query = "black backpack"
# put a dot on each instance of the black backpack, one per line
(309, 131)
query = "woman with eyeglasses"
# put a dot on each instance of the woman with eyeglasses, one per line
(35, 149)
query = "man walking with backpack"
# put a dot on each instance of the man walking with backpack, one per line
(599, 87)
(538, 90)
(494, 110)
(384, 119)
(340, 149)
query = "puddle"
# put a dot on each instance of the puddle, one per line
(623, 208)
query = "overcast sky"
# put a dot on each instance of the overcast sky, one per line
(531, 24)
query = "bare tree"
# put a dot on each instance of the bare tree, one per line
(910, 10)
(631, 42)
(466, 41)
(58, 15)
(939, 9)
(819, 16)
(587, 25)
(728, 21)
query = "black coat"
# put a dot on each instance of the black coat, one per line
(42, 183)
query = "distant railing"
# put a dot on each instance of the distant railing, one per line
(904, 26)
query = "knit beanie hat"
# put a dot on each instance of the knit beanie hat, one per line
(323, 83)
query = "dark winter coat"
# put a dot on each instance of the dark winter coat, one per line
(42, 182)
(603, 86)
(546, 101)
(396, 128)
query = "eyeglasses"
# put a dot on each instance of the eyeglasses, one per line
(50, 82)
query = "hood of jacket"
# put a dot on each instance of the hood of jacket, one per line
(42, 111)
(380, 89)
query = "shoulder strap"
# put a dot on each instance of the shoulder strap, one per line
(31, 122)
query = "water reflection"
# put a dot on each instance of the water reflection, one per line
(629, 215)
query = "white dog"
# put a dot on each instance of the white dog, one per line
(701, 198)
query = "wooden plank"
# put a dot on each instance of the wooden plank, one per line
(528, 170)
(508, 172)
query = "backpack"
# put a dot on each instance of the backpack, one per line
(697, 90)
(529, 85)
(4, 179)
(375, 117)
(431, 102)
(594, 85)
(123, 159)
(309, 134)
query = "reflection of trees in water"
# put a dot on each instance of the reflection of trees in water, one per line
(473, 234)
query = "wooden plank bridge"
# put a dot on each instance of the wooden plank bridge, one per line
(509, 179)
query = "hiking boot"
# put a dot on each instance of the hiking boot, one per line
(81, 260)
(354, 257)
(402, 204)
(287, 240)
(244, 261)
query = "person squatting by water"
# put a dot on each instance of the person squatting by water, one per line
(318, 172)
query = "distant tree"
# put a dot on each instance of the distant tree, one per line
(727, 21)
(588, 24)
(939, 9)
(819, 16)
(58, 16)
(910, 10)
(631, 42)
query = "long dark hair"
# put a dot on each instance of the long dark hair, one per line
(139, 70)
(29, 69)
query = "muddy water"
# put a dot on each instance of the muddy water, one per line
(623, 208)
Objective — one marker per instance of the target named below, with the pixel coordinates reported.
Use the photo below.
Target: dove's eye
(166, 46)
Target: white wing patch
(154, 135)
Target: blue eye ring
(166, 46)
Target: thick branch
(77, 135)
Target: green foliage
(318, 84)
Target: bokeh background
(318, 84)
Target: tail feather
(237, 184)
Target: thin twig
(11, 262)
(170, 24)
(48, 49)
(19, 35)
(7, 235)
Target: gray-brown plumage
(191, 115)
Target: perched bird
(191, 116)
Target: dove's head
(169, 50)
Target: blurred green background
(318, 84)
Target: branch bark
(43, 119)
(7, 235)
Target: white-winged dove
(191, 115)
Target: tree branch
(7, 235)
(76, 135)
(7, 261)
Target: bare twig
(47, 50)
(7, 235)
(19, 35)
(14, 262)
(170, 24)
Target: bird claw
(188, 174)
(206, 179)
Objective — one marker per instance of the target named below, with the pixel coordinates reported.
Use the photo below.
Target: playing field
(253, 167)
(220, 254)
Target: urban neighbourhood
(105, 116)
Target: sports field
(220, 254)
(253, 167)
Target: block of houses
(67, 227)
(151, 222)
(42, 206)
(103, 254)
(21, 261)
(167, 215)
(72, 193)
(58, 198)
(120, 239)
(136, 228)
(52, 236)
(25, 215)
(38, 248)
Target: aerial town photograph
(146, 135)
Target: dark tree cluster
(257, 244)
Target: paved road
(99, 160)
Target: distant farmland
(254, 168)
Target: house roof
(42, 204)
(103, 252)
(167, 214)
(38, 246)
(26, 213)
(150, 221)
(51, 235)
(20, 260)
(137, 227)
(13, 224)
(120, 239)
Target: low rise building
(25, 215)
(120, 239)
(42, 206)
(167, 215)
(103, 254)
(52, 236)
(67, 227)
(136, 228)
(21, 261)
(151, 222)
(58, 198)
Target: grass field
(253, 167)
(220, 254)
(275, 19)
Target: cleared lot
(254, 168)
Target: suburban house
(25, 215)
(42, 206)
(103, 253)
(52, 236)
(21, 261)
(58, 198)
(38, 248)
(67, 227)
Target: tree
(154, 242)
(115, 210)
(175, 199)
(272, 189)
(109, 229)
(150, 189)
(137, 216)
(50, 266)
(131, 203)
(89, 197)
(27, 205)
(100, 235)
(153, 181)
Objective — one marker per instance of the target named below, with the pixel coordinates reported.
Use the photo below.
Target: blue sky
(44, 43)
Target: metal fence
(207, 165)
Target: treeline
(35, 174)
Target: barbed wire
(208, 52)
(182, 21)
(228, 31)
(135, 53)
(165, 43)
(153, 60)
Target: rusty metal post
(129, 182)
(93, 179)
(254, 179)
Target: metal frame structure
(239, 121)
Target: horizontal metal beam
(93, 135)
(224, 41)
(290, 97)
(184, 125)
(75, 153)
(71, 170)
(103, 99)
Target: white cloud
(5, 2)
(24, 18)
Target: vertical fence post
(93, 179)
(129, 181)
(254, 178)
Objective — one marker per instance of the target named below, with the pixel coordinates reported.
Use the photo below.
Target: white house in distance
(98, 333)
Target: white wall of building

========

HOW TO COMPLETE THIS TASK: Copy down the whole of the data above, matching it exactly.

SOLUTION:
query = "black backpack"
# put a dot on each instance of the black backpack, one per line
(309, 131)
query = "woman with eyeglasses"
# put a dot on each instance of the woman with eyeglasses, one per line
(35, 149)
query = "man walking with backpack"
# put a dot on each instance of the man walking with backpack, one per line
(599, 87)
(538, 90)
(494, 110)
(384, 119)
(340, 149)
query = "puddle"
# put a dot on each instance of the puddle, one per line
(623, 208)
query = "overcast sky"
# put a dot on each instance of the overcast sky, one per line
(531, 24)
query = "bare tree"
# put a dot on each instance of the bare tree, one per line
(910, 10)
(631, 42)
(466, 41)
(58, 15)
(939, 9)
(819, 16)
(587, 25)
(728, 21)
query = "black coat"
# put a dot on each instance of the black coat, one per line
(42, 183)
query = "distant railing"
# put a dot on each instance of the distant railing, one per line
(904, 26)
query = "knit beanie hat"
# put a dot on each instance of the knit beanie hat, one per line
(323, 83)
query = "dark winter coat"
# put a dot on each instance of the dark winter coat, one per line
(42, 182)
(603, 86)
(546, 101)
(396, 128)
query = "eyeglasses"
# put a dot on each instance of the eyeglasses, one per line
(50, 82)
query = "hood of jacket"
# put a dot on each instance of the hood of jacket, one per line
(42, 111)
(380, 89)
query = "shoulder strap"
# put a dot on each instance of the shoulder strap, one per line
(31, 122)
query = "water reflection"
# put a dot on each instance of the water reflection, one per line
(629, 215)
query = "white dog"
# put a dot on each instance of the white dog, one per line
(701, 198)
query = "wooden plank"
# put a dot on each instance of the wooden plank, one per line
(528, 170)
(508, 172)
query = "backpack"
# put a dot on each instance of the backpack, one per line
(697, 90)
(529, 85)
(4, 179)
(375, 117)
(431, 102)
(594, 85)
(123, 159)
(309, 134)
query = "reflection of trees in water"
# put a dot on each instance of the reflection of trees in water, one per line
(473, 234)
query = "wooden plank bridge"
# put a dot on each instance of the wooden plank bridge, one per line
(509, 179)
query = "hiking boot"
# put a dot on each instance of the hiking boot, one per line
(81, 260)
(354, 257)
(402, 204)
(287, 240)
(244, 261)
query = "person squatting by water"
# put a dot on each instance of the person squatting by water, one per line
(318, 172)
query = "distant tree"
# put a dot on each instance of the distant tree, one per line
(727, 21)
(588, 24)
(939, 9)
(819, 16)
(58, 16)
(910, 10)
(631, 42)
query = "long dark hair"
# put a dot on each instance of the long dark hair, one per line
(139, 70)
(29, 69)
query = "muddy water"
# put a dot on each instance of the muddy water, one per line
(623, 208)
Objective — one marker per instance of the target named below, with the pixel coordinates reported.
Use the photo below.
Target: dove's eye
(166, 46)
Target: white wing patch
(154, 135)
Target: blue eye ring
(166, 46)
Target: thick branch
(77, 135)
Target: green foliage
(318, 84)
Target: bokeh background
(318, 84)
Target: tail feather
(237, 184)
Target: thin twig
(11, 262)
(170, 24)
(48, 49)
(19, 35)
(7, 235)
Target: gray-brown plumage
(191, 115)
Target: perched bird
(191, 116)
Target: dove's head
(169, 50)
Target: blurred green background
(318, 84)
Target: branch bark
(43, 119)
(7, 235)
Target: white-winged dove
(191, 115)
Target: tree branch
(7, 235)
(76, 135)
(7, 261)
Target: bare twig
(47, 50)
(7, 235)
(19, 35)
(14, 262)
(170, 24)
Target: bird claw
(188, 174)
(206, 179)
Objective — one marker per instance of the target named below, with the pixel coordinates reported.
Use the photo below.
Target: playing field
(253, 167)
(220, 254)
Target: urban neighbourhood
(105, 116)
Target: sports field
(220, 254)
(253, 167)
Target: block of houses
(67, 227)
(151, 222)
(42, 206)
(103, 254)
(21, 261)
(167, 215)
(72, 193)
(58, 198)
(120, 239)
(136, 228)
(52, 236)
(25, 215)
(38, 248)
Target: aerial town photograph
(146, 135)
Target: dark tree cluster
(257, 244)
Target: paved road
(99, 160)
Target: distant farmland
(254, 168)
Target: house roof
(42, 204)
(103, 252)
(167, 214)
(38, 246)
(26, 213)
(150, 221)
(51, 235)
(20, 260)
(137, 227)
(13, 224)
(120, 239)
Target: low rise building
(25, 215)
(120, 239)
(42, 206)
(167, 215)
(103, 254)
(52, 236)
(67, 227)
(136, 228)
(21, 261)
(151, 222)
(58, 198)
Target: grass field
(253, 167)
(220, 254)
(275, 19)
Target: cleared lot
(254, 168)
Target: suburban house
(25, 215)
(42, 206)
(103, 253)
(52, 236)
(21, 261)
(58, 198)
(38, 248)
(67, 227)
Target: tree
(154, 242)
(115, 210)
(175, 199)
(272, 189)
(109, 229)
(150, 189)
(137, 216)
(50, 266)
(131, 203)
(89, 197)
(27, 205)
(100, 235)
(153, 181)
Objective — one marker per instance of the target named below, with the pixel coordinates reported.
Use the photo below.
Target: blue sky
(44, 43)
Target: metal fence
(207, 165)
Target: treeline
(35, 174)
Target: barbed wire
(208, 52)
(182, 21)
(228, 31)
(135, 53)
(165, 43)
(153, 60)
Target: rusty metal post
(129, 182)
(93, 179)
(254, 179)
Target: metal frame structure
(239, 121)
Target: horizontal metal beam
(93, 135)
(224, 41)
(290, 97)
(184, 125)
(75, 153)
(71, 170)
(103, 99)
Target: white cloud
(5, 2)
(24, 18)
Target: vertical fence post
(93, 179)
(129, 181)
(254, 178)
Objective — one marker per instance of the target named below, with the pixel coordinates reported.
Use the photo below.
Target: white house in distance
(98, 333)
Target: white wall of building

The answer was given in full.